# Task to complete
Reproduce word for word the stretch of the data from its start through the line containing "positive clicks: (675, 400) (277, 417)".

# Data to process
>>>

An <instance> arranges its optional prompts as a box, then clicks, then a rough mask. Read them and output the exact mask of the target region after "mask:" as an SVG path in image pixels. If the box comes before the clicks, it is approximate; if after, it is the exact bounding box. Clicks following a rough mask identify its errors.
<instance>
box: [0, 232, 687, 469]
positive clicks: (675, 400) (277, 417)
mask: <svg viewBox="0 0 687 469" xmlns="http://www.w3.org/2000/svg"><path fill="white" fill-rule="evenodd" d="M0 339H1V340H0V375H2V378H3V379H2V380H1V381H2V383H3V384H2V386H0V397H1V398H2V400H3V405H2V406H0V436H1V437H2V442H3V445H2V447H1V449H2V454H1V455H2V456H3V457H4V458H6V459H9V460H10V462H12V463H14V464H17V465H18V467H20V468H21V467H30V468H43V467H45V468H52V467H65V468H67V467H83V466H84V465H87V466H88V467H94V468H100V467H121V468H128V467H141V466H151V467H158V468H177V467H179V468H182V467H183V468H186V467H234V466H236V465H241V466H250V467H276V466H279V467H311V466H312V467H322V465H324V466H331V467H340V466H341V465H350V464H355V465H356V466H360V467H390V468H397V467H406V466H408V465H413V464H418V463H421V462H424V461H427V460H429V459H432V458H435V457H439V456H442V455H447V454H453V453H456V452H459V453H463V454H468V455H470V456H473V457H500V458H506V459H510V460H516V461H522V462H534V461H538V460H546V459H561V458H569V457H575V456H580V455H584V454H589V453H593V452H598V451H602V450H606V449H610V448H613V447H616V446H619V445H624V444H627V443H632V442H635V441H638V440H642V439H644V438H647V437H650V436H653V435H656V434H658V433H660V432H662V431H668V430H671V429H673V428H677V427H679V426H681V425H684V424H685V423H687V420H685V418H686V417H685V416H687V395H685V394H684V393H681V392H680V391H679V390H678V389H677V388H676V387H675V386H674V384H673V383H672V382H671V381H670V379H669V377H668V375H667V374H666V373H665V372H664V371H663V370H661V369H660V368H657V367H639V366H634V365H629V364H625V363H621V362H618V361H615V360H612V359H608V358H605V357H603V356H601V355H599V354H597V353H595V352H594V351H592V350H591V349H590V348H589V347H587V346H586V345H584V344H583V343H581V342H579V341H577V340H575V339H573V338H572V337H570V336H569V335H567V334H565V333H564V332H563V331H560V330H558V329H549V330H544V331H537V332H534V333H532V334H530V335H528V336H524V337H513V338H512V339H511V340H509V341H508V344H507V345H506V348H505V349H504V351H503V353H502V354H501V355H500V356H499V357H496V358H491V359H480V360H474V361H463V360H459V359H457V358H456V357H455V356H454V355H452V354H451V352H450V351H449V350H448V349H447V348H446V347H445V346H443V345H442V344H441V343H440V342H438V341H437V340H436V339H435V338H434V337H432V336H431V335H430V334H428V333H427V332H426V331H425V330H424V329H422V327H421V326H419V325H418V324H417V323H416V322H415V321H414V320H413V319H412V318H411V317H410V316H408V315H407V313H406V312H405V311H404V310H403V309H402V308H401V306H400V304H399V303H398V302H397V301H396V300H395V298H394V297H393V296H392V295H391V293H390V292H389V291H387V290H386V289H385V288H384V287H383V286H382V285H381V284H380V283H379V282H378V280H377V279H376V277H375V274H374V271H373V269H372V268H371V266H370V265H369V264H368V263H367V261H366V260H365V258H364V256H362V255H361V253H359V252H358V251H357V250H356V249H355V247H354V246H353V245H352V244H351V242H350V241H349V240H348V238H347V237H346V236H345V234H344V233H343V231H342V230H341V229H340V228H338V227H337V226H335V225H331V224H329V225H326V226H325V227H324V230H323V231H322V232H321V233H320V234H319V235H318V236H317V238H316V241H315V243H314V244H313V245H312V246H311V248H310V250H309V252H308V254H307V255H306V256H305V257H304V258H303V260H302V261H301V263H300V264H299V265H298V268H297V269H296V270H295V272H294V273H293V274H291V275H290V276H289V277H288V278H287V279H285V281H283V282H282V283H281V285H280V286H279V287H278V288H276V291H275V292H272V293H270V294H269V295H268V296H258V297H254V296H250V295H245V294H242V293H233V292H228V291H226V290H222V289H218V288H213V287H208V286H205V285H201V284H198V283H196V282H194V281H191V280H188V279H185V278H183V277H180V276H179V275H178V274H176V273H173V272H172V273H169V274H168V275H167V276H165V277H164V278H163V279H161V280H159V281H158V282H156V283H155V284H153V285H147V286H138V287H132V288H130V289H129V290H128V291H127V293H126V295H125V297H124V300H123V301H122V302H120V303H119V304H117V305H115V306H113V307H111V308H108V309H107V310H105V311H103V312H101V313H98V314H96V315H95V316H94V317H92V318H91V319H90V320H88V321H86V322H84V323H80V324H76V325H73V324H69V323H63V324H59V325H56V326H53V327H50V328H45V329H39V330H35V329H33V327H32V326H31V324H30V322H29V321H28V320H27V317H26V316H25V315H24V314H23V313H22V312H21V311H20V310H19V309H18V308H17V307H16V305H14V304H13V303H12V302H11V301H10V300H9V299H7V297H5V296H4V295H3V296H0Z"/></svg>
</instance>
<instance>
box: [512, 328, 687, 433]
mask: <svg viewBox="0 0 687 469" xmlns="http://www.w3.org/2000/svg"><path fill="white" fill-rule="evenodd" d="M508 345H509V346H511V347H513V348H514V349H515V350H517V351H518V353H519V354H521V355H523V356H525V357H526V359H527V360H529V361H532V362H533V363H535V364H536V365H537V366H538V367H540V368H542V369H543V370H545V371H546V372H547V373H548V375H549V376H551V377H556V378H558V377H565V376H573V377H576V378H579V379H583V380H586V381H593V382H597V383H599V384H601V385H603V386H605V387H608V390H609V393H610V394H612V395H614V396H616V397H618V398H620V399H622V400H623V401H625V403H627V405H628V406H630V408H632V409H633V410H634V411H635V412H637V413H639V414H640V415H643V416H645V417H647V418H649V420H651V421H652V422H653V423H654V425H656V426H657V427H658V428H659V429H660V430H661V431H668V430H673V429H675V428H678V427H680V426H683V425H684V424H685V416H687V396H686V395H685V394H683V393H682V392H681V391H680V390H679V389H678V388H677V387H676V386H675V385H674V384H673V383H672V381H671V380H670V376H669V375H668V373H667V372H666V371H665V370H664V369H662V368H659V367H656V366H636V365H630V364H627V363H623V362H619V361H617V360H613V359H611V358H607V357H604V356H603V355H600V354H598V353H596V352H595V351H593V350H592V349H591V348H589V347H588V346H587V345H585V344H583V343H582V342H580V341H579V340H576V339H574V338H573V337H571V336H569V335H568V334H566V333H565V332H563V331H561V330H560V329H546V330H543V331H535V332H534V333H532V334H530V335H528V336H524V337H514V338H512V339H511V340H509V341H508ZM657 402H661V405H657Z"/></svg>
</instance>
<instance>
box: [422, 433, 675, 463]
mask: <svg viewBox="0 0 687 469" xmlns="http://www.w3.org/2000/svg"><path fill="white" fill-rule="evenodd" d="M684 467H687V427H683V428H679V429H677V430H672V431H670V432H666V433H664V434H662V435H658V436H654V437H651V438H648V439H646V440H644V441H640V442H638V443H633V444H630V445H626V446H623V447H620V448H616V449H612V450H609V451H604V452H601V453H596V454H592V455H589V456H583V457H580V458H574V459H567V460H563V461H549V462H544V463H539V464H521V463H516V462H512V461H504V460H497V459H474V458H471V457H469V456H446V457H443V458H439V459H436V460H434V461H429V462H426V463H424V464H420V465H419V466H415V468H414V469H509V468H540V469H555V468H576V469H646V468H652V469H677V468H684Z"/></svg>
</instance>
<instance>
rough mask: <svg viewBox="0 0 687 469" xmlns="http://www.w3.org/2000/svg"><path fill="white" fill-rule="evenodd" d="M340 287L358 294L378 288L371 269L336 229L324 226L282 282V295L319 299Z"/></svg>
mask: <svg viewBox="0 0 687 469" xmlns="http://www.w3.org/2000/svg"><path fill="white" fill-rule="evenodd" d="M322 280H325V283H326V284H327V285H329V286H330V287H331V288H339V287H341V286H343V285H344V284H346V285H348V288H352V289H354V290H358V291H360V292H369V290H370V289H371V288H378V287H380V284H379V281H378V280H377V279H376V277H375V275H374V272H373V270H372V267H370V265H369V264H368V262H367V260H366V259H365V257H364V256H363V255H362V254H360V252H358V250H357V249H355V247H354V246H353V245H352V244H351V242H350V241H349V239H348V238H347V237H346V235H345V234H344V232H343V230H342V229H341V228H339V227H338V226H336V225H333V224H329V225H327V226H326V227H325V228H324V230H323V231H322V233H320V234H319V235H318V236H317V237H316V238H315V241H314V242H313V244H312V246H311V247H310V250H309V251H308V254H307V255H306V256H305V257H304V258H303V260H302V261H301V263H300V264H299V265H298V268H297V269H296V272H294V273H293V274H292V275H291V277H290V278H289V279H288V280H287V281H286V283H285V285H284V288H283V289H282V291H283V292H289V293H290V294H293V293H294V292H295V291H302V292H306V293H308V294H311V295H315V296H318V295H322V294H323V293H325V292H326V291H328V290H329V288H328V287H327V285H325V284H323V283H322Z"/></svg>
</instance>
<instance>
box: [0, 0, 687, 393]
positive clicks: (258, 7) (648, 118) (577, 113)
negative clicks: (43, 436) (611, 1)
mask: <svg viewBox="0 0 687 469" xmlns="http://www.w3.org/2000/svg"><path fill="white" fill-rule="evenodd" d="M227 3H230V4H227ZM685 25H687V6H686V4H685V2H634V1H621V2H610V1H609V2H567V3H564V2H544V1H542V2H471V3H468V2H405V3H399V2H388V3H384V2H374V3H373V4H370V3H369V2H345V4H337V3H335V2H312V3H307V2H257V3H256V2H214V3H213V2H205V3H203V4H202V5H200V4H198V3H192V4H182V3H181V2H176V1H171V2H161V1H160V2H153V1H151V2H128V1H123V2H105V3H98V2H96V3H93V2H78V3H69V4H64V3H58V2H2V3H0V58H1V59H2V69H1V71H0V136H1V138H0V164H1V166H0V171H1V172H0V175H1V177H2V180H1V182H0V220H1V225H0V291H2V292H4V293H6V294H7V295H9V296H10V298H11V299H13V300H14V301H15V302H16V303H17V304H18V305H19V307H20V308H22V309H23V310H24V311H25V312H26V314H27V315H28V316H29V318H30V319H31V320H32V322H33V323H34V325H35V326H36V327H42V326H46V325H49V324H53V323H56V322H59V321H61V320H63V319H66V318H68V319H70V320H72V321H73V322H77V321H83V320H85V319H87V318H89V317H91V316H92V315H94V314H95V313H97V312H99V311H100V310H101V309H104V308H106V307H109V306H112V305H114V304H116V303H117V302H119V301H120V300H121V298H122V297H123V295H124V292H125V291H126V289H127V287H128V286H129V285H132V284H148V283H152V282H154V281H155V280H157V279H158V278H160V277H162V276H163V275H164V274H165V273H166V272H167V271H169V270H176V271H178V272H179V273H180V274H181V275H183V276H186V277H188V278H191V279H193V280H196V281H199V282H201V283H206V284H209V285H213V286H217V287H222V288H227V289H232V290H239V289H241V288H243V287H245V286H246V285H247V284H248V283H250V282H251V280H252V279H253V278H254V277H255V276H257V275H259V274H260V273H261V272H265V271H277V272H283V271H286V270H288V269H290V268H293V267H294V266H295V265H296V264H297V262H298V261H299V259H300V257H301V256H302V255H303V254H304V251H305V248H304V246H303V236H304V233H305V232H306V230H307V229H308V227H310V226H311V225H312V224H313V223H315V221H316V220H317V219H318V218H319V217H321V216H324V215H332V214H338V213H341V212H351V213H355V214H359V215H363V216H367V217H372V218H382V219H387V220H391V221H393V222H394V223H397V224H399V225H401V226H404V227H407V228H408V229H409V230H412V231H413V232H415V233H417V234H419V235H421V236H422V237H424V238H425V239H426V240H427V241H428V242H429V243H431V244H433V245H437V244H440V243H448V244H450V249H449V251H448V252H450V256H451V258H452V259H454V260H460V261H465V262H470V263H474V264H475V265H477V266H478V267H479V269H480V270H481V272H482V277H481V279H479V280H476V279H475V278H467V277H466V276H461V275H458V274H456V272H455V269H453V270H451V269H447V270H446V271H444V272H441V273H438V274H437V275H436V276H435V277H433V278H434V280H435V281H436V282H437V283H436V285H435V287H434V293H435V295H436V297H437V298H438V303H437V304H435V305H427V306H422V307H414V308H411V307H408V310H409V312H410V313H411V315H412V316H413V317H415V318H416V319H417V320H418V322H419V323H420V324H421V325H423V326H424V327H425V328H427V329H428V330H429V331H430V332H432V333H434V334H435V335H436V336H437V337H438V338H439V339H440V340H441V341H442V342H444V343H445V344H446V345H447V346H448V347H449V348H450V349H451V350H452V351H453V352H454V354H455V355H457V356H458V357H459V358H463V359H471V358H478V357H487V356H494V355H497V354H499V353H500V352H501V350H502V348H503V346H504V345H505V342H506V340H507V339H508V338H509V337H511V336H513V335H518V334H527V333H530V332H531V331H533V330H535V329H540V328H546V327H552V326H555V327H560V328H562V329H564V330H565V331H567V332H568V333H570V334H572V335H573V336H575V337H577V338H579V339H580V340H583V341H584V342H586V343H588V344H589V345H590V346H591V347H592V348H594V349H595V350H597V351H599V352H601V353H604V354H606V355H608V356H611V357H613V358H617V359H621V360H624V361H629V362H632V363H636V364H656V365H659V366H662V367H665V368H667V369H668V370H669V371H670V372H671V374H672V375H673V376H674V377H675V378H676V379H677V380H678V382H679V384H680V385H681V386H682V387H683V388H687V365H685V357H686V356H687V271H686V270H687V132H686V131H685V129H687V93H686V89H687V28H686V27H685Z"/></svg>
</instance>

<<<

# Response to this exercise
An <instance> arranges its optional prompts as a box, then clicks, then a rough mask. Read them and output the exact mask of the target region after "mask:" as an SVG path in image pixels. If the box comes before the clicks, it is approximate; if after, it is the exact bounding box. Clicks following a rough mask identify its errors.
<instance>
box: [0, 232, 687, 469]
positive clicks: (675, 400) (277, 417)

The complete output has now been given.